Could you repeat the records below exactly as written?

● **Record extracts**:
----

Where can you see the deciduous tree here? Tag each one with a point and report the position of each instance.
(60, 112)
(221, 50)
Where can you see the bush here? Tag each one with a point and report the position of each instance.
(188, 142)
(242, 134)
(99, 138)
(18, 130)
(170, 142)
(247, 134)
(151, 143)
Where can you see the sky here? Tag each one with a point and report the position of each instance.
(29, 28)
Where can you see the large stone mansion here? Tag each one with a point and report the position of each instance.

----

● **Written solution**:
Where can you see the deciduous tree here? Tag each one with a point and report the position of each instance.
(60, 112)
(221, 50)
Where can you see the bush here? Tag each one with a point and report the position of each instance.
(188, 142)
(242, 134)
(99, 138)
(18, 130)
(170, 142)
(247, 134)
(151, 143)
Where can you see the sky here? Tag each one with a point and report the position of each instance.
(29, 28)
Where can you see the large stone mansion here? Tag each one with a point and report the position of each instance.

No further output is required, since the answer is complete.